◆ WORK REQUIRED
Pick out every line in the records below that contains the string "grain", and copy each of those lines.

◆ EXTRACTED ENTRIES
■ ■ ■ ■
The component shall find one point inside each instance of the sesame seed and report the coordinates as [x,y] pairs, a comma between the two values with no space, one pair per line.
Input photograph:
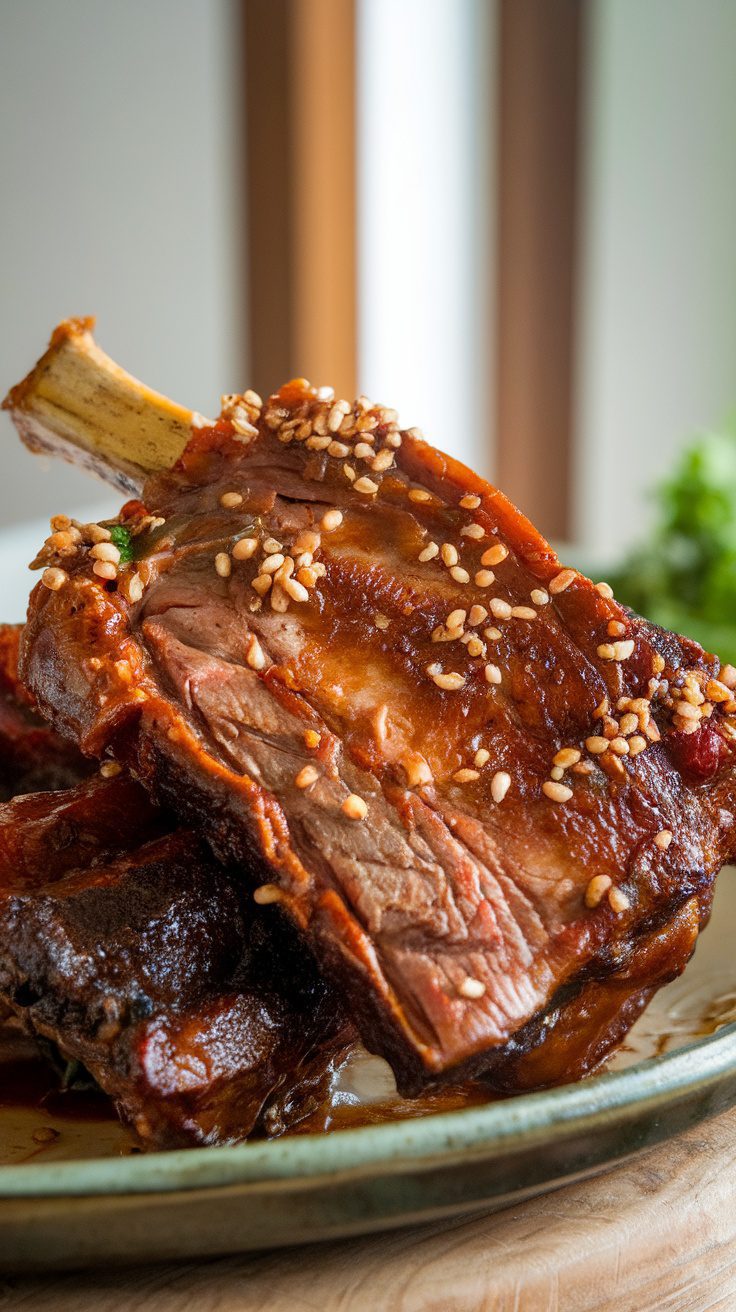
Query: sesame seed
[618,745]
[105,551]
[95,533]
[596,744]
[307,774]
[244,549]
[597,890]
[562,581]
[331,520]
[495,555]
[261,584]
[134,588]
[307,541]
[354,807]
[727,676]
[335,417]
[266,894]
[450,682]
[716,690]
[685,711]
[105,570]
[615,651]
[54,579]
[500,785]
[618,900]
[383,461]
[556,791]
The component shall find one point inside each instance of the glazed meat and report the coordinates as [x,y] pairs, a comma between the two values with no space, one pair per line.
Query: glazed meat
[129,947]
[33,757]
[491,800]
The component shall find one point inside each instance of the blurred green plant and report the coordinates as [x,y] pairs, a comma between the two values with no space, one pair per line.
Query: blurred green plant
[684,576]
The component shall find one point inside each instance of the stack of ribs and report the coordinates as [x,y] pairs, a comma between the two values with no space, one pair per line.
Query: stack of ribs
[480,802]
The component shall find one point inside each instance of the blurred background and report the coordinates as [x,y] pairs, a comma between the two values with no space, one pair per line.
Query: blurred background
[512,219]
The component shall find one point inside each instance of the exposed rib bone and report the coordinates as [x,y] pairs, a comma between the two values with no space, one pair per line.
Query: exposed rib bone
[79,404]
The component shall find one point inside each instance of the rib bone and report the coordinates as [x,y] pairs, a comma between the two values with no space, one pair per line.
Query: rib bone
[79,404]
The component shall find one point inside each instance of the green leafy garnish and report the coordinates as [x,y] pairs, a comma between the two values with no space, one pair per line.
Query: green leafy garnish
[120,535]
[684,576]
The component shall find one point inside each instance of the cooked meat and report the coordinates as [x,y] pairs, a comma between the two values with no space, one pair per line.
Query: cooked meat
[33,757]
[130,949]
[491,799]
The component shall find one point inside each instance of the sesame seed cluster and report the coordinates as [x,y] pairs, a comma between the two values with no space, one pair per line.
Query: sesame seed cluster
[364,438]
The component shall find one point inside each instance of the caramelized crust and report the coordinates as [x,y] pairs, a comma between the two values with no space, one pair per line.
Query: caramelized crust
[365,676]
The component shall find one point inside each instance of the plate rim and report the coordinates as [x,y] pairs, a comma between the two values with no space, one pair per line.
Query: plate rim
[420,1143]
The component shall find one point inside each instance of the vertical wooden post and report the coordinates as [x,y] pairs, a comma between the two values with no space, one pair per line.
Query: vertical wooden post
[301,135]
[538,154]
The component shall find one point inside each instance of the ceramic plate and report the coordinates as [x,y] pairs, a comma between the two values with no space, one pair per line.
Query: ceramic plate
[72,1191]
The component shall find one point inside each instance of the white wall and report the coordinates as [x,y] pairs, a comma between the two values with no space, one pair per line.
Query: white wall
[118,198]
[657,324]
[425,151]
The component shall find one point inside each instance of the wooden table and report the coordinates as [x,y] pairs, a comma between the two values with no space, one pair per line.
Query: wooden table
[657,1235]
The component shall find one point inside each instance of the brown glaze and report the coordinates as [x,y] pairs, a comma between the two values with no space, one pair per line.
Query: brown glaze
[441,884]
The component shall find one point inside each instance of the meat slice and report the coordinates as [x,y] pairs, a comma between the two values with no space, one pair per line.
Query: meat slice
[491,799]
[129,947]
[33,757]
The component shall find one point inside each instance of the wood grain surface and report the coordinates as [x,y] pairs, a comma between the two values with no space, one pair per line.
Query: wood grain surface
[657,1235]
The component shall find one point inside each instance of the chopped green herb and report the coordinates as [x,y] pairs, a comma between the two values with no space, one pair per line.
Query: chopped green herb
[684,576]
[120,535]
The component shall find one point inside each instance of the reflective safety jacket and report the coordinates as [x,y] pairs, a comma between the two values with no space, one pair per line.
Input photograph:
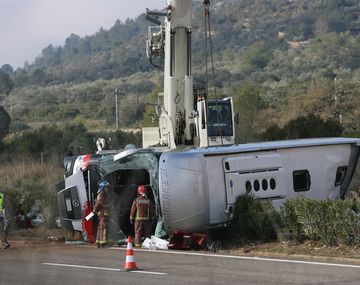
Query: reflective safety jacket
[2,204]
[142,209]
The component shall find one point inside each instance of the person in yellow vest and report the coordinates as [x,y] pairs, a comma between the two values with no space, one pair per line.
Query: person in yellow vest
[142,212]
[102,210]
[3,222]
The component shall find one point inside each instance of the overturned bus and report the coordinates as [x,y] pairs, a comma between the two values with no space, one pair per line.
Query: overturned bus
[196,189]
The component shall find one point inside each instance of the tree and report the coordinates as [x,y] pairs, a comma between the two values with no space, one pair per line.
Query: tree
[310,126]
[6,84]
[7,68]
[4,123]
[247,103]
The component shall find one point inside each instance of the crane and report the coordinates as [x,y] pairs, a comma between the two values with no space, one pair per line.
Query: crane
[186,116]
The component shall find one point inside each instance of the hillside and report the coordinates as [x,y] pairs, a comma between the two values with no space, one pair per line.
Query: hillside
[291,51]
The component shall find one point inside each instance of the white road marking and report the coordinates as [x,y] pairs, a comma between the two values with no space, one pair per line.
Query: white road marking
[102,268]
[249,258]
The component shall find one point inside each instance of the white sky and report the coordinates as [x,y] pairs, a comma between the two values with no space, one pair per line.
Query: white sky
[28,26]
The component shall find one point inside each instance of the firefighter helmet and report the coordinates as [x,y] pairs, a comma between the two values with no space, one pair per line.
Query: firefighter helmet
[142,190]
[102,185]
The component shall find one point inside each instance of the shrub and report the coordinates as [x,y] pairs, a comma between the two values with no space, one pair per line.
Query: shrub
[254,219]
[31,185]
[330,222]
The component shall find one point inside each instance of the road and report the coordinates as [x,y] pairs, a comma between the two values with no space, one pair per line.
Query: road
[88,265]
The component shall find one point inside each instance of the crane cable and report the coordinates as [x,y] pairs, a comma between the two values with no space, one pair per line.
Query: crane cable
[207,29]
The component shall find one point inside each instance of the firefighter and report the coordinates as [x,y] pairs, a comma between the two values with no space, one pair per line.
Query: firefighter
[142,212]
[102,210]
[3,222]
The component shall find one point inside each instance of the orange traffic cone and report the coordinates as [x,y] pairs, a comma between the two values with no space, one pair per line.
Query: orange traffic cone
[130,263]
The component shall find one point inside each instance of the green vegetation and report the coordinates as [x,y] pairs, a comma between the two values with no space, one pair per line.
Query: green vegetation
[328,222]
[285,54]
[292,68]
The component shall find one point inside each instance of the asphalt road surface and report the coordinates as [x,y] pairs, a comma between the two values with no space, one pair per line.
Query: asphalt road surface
[89,265]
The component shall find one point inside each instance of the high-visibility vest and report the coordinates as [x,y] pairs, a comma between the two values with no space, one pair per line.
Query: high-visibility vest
[1,202]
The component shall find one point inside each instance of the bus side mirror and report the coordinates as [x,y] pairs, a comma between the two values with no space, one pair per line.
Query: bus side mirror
[236,118]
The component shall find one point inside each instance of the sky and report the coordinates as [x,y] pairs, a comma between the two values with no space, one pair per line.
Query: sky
[28,26]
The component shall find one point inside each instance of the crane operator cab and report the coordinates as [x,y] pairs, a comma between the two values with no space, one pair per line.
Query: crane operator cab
[215,124]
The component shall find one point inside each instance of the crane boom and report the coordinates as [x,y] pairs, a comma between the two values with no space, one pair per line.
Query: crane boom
[184,117]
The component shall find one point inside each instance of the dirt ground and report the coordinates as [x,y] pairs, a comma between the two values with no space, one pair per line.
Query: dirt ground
[41,236]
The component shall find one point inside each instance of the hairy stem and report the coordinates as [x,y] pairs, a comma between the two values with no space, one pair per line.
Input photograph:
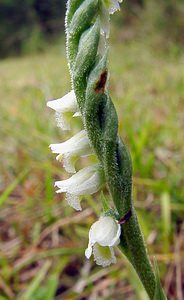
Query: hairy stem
[89,75]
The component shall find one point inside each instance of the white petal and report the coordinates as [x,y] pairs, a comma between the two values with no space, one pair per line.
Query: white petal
[88,251]
[61,121]
[69,163]
[114,6]
[103,256]
[77,114]
[105,21]
[68,103]
[86,181]
[73,201]
[71,149]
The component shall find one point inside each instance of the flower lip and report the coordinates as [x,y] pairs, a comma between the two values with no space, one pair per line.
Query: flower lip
[70,150]
[103,235]
[86,181]
[64,104]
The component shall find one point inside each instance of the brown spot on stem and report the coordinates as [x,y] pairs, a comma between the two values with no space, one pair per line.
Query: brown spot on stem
[126,217]
[100,85]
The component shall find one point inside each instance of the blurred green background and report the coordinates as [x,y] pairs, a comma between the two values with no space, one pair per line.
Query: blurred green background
[42,240]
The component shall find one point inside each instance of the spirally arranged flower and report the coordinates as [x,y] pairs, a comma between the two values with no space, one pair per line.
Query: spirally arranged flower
[69,151]
[86,181]
[103,235]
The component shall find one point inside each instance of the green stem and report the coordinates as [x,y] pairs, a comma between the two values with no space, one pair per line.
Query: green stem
[89,76]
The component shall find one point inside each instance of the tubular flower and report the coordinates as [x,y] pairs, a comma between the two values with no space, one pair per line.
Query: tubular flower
[103,235]
[86,181]
[62,106]
[70,150]
[107,8]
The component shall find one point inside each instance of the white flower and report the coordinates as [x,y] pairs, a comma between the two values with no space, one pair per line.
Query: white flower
[87,181]
[62,106]
[103,235]
[70,150]
[107,8]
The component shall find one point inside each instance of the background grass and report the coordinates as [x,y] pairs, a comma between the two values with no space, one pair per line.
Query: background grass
[42,240]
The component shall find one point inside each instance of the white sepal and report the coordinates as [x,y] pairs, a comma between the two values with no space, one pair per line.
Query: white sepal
[103,235]
[70,150]
[107,8]
[86,181]
[62,106]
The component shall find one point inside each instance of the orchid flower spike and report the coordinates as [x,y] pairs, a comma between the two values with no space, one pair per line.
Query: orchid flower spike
[107,8]
[62,106]
[70,150]
[86,181]
[103,235]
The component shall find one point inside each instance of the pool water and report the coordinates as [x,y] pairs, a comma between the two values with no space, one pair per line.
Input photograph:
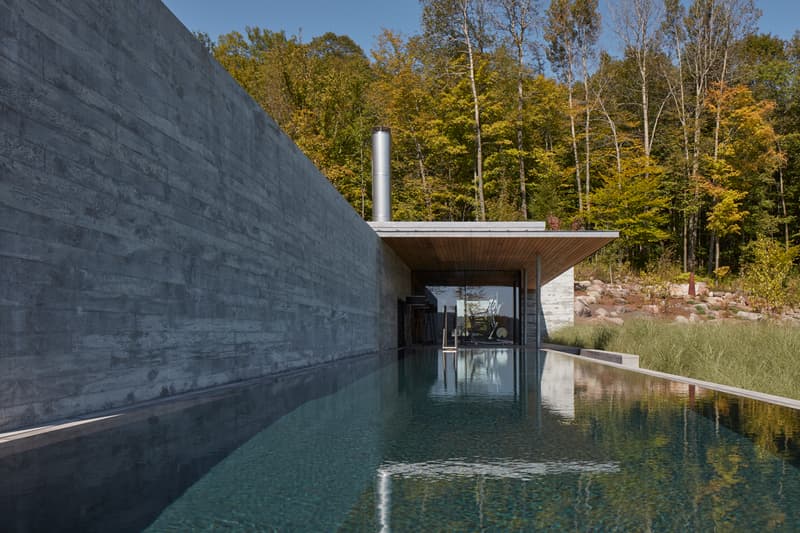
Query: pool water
[501,439]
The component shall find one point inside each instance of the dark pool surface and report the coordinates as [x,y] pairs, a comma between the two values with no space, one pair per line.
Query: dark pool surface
[490,439]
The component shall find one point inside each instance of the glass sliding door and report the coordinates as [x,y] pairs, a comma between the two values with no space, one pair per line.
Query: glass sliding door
[480,307]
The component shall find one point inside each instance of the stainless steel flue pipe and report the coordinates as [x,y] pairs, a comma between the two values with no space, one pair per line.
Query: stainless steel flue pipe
[381,174]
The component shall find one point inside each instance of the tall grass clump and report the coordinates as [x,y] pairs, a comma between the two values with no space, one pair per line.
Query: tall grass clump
[763,356]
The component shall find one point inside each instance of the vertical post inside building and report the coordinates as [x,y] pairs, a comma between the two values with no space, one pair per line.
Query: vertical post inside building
[381,174]
[538,302]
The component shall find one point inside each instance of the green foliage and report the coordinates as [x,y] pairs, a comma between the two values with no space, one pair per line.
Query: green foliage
[724,156]
[632,202]
[755,356]
[766,272]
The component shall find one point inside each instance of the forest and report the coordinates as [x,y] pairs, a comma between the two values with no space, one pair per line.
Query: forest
[687,140]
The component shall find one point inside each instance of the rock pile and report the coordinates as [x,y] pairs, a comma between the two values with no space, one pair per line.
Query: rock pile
[600,302]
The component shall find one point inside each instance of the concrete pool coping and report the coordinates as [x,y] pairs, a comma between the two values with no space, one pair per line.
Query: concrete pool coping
[586,355]
[15,441]
[37,436]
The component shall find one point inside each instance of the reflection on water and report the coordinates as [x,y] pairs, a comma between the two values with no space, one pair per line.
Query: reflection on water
[502,439]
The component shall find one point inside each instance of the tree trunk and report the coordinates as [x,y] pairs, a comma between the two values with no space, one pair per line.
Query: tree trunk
[574,142]
[520,137]
[477,111]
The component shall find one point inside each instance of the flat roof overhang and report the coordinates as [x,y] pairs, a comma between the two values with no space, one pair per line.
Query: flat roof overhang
[508,246]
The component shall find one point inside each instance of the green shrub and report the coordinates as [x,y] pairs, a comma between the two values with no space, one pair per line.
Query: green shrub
[760,356]
[766,272]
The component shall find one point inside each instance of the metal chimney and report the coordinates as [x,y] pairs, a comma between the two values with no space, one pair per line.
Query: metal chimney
[381,174]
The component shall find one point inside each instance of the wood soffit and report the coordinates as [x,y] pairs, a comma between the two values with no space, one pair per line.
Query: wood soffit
[446,246]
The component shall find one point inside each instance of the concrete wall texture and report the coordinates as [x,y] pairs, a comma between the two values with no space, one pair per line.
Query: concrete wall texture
[557,309]
[158,232]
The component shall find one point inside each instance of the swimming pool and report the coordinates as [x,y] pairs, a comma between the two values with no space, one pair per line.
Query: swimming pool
[493,439]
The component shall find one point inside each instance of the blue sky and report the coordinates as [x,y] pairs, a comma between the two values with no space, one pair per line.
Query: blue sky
[363,20]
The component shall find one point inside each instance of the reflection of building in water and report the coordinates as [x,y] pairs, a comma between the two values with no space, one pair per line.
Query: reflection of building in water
[480,372]
[558,385]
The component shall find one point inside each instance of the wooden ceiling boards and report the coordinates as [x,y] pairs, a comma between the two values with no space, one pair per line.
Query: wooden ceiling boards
[449,246]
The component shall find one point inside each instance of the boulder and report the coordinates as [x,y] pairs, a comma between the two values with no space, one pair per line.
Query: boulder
[594,293]
[582,309]
[681,290]
[747,315]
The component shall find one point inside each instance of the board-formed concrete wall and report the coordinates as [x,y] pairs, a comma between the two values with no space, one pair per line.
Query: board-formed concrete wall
[158,232]
[557,309]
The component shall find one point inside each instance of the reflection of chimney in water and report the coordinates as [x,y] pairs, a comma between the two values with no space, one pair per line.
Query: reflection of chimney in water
[381,174]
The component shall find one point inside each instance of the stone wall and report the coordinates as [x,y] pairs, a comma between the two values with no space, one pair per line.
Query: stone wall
[557,309]
[158,232]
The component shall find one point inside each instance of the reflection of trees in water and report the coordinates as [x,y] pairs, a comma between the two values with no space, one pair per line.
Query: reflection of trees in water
[680,468]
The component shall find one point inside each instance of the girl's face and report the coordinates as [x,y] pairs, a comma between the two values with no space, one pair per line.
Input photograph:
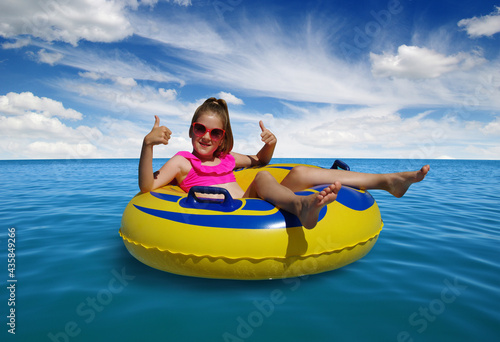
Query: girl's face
[205,146]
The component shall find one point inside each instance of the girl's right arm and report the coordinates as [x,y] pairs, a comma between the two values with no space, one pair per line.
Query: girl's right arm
[147,179]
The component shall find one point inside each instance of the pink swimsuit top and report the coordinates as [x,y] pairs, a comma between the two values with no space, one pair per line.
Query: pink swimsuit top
[207,175]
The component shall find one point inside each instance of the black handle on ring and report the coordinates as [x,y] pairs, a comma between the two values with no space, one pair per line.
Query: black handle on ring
[339,164]
[193,200]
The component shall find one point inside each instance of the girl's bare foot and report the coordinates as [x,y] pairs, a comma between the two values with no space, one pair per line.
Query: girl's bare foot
[311,205]
[400,182]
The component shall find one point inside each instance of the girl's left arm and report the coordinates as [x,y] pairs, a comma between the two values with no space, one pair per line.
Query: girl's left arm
[263,157]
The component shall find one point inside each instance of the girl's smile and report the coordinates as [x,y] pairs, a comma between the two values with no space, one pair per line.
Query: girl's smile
[204,146]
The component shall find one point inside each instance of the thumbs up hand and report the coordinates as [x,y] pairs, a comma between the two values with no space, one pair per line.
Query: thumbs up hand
[158,135]
[267,136]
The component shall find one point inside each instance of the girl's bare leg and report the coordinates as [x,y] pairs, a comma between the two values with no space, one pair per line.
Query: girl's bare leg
[303,177]
[306,208]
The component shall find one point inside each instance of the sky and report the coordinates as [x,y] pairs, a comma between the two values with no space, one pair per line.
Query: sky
[416,79]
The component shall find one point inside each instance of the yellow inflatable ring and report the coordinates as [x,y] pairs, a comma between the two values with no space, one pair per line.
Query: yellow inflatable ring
[246,238]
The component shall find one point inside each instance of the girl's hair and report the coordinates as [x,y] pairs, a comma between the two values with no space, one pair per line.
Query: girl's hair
[219,108]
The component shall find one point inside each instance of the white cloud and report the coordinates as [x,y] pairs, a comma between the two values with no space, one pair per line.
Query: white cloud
[19,104]
[487,25]
[230,98]
[415,62]
[49,58]
[122,81]
[18,43]
[67,21]
[168,94]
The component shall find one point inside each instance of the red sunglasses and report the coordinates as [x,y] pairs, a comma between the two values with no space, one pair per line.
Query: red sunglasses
[215,133]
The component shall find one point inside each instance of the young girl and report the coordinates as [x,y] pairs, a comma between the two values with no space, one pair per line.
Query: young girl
[212,163]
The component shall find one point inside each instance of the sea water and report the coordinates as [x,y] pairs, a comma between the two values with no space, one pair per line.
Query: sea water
[433,275]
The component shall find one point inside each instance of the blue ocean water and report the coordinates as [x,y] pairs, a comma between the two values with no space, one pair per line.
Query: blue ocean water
[433,275]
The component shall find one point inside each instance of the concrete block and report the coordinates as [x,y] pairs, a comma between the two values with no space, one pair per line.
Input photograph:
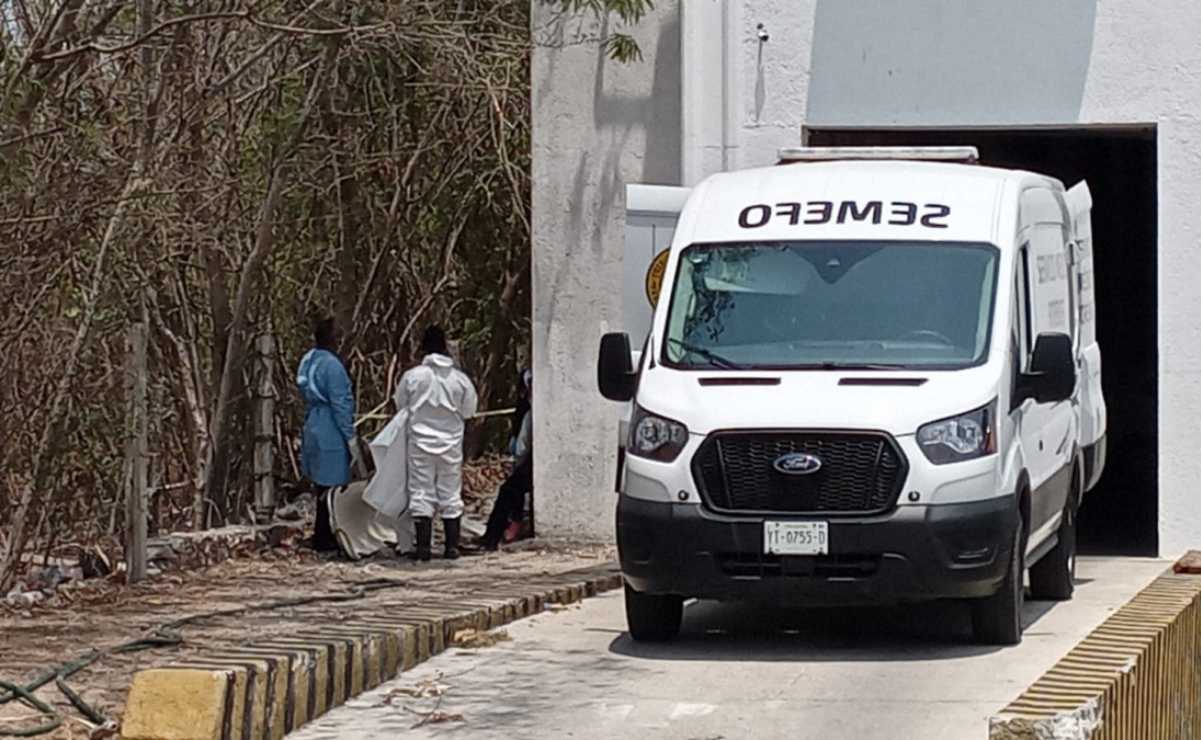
■ ■ ■ ■
◆ EXERCISE RESPONSE
The component shall find one point inside each instance of the wood grain surface and report the coordinates as [x,y] pairs, a comma between the two values with no space, one pair per line.
Query: wood grain surface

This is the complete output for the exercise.